Items from a data source
━━━━━━
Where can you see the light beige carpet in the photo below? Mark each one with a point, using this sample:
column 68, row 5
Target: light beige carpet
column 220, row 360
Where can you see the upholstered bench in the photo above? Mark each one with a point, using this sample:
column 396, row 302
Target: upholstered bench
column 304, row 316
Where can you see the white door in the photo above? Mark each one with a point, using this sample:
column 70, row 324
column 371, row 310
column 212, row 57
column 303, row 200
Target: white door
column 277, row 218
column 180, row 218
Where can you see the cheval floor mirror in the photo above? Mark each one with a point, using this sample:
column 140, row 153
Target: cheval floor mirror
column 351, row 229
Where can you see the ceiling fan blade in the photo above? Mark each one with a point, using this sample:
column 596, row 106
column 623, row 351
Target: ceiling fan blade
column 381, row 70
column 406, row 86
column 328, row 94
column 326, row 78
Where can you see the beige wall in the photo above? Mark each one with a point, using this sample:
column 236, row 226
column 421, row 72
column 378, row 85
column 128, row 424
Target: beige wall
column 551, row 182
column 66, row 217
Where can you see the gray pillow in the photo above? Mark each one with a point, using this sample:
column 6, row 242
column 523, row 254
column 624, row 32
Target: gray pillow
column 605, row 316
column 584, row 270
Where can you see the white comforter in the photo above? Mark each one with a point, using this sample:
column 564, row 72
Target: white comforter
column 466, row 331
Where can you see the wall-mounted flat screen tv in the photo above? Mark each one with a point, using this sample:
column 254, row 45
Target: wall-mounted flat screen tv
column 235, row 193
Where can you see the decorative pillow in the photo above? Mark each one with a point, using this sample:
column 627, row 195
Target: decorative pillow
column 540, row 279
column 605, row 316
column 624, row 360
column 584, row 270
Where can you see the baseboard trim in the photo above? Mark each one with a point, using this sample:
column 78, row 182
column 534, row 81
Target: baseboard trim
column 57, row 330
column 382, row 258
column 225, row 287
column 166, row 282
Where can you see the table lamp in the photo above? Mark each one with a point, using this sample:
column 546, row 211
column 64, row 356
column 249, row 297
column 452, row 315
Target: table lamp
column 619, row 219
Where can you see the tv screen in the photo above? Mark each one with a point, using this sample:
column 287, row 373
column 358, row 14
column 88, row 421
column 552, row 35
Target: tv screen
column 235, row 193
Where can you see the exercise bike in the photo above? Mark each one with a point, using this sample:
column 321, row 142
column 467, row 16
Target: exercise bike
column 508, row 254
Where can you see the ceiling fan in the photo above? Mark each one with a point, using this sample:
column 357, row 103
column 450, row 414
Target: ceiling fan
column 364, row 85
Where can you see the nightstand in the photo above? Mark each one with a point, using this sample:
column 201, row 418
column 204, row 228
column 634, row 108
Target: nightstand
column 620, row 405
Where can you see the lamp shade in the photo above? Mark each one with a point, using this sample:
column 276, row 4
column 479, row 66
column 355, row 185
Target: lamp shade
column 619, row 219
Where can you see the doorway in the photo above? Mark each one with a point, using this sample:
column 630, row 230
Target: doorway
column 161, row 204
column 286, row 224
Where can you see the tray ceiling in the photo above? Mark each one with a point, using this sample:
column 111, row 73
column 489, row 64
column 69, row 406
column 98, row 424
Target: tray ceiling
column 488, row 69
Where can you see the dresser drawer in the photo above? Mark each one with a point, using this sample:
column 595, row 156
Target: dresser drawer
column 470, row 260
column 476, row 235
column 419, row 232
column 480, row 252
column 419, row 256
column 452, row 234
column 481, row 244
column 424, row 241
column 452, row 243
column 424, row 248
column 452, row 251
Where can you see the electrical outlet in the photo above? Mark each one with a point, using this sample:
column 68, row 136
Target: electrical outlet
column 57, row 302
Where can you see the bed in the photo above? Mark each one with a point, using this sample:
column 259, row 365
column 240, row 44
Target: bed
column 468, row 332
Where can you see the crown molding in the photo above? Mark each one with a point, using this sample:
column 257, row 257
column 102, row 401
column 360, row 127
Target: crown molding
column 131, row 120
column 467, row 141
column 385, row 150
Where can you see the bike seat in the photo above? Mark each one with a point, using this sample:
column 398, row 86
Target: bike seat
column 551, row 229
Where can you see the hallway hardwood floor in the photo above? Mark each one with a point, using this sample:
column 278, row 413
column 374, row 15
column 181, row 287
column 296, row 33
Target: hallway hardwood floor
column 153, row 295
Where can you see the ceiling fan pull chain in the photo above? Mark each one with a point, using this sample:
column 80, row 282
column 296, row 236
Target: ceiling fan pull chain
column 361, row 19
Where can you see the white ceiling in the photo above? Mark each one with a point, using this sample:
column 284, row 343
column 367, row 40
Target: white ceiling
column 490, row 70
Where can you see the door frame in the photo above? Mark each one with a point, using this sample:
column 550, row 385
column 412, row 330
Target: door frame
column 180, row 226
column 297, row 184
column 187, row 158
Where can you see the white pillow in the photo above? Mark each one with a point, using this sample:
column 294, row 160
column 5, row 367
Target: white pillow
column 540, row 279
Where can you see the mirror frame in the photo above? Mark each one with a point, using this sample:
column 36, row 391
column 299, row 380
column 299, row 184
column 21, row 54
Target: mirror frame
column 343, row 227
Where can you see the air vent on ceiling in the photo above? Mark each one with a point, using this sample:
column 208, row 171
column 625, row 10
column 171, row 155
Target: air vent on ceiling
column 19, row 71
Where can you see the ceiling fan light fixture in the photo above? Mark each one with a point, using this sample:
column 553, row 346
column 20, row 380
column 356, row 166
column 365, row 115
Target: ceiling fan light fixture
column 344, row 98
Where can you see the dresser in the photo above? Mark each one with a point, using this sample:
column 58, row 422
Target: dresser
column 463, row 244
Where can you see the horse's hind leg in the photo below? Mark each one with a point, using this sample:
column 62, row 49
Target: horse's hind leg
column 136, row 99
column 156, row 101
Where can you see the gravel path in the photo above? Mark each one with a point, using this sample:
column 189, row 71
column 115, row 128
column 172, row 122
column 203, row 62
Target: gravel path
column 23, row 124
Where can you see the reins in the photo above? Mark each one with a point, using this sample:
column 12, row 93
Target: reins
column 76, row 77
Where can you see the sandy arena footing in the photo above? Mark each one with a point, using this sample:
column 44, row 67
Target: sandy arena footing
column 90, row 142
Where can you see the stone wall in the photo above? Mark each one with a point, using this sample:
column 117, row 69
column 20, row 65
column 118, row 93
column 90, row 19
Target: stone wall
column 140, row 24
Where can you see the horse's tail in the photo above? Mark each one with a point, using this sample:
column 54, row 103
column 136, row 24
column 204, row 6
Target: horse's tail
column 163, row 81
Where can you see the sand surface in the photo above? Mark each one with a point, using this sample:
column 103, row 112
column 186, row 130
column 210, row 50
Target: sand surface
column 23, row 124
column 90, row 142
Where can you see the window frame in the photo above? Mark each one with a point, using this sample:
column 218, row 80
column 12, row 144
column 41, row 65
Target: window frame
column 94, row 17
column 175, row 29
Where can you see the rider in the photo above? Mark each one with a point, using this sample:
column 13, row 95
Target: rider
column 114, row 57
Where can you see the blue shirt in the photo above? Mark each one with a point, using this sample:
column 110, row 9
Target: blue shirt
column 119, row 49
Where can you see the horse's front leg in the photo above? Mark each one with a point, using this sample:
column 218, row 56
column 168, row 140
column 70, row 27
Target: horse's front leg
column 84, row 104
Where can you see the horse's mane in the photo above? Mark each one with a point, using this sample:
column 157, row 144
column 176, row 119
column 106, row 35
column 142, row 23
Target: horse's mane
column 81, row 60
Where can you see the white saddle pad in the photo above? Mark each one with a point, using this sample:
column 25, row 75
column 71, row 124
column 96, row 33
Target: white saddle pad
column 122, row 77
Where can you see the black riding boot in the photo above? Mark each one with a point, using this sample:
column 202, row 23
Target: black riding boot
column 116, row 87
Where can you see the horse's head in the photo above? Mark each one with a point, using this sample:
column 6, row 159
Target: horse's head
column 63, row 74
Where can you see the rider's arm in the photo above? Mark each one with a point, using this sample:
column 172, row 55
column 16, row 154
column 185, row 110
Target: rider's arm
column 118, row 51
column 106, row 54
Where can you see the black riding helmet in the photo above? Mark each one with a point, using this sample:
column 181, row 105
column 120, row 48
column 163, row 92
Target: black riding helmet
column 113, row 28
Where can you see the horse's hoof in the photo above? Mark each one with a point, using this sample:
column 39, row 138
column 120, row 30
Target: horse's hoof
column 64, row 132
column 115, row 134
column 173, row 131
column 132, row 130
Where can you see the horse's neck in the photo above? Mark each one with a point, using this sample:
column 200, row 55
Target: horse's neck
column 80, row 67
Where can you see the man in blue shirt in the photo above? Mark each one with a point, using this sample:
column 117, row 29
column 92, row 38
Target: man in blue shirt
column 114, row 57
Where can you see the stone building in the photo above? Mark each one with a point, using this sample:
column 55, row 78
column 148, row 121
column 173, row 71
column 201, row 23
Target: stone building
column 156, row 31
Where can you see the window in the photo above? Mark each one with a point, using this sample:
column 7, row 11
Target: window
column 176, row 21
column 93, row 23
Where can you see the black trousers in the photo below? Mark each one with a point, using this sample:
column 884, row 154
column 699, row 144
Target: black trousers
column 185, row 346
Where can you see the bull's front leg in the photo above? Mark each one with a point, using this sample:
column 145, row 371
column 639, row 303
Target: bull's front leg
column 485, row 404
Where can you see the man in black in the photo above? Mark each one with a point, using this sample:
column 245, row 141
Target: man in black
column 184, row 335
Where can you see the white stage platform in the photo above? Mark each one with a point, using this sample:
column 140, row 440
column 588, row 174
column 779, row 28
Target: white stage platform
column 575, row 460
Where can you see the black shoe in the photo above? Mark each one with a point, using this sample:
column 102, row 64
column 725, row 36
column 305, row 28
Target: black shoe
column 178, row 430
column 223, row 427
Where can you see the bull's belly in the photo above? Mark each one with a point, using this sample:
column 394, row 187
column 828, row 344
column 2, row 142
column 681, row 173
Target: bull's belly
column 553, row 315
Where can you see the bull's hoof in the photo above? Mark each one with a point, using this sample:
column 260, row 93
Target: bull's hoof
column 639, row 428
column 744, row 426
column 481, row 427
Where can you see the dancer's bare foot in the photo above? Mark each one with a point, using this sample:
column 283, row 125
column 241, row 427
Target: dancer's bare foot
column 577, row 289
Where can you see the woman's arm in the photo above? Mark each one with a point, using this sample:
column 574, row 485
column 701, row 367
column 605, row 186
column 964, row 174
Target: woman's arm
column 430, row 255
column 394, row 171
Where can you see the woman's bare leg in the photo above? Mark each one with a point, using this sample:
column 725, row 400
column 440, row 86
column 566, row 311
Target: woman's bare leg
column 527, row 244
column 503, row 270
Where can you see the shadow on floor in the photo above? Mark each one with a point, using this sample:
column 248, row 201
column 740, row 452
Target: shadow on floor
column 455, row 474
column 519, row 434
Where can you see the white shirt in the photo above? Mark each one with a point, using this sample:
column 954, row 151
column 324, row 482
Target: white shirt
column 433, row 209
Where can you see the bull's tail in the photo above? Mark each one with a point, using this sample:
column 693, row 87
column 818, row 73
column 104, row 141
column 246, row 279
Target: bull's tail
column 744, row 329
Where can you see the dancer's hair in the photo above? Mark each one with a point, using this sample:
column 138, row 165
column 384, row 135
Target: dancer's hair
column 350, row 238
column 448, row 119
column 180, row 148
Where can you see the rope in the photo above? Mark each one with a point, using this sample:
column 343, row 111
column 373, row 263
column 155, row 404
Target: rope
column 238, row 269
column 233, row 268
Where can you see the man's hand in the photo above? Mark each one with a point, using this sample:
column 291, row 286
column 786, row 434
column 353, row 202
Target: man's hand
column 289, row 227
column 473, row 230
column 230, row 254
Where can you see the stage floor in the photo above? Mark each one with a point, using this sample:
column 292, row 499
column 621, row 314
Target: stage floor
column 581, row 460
━━━━━━
Take the part of the records that opens with the line containing "Where can you see the air" and closes with the line containing "column 463, row 244". Swap "dresser" for "chest of drawers" throughout and write out only those lines, leaving everything else as is.

Where can you see the air vent on ceiling in the photo above? Mark each one with a point, using this sample:
column 208, row 171
column 625, row 10
column 171, row 155
Target: air vent on ceiling
column 19, row 71
Where can you see the ceiling fan light fixture in the photo above? Mark each one with a point, using this sample:
column 553, row 346
column 20, row 380
column 356, row 166
column 365, row 115
Target: ceiling fan light fixture
column 344, row 98
Where can you see the chest of drawers in the photo above? Mark each one with a point, using this sample:
column 58, row 422
Target: chest of drawers
column 463, row 244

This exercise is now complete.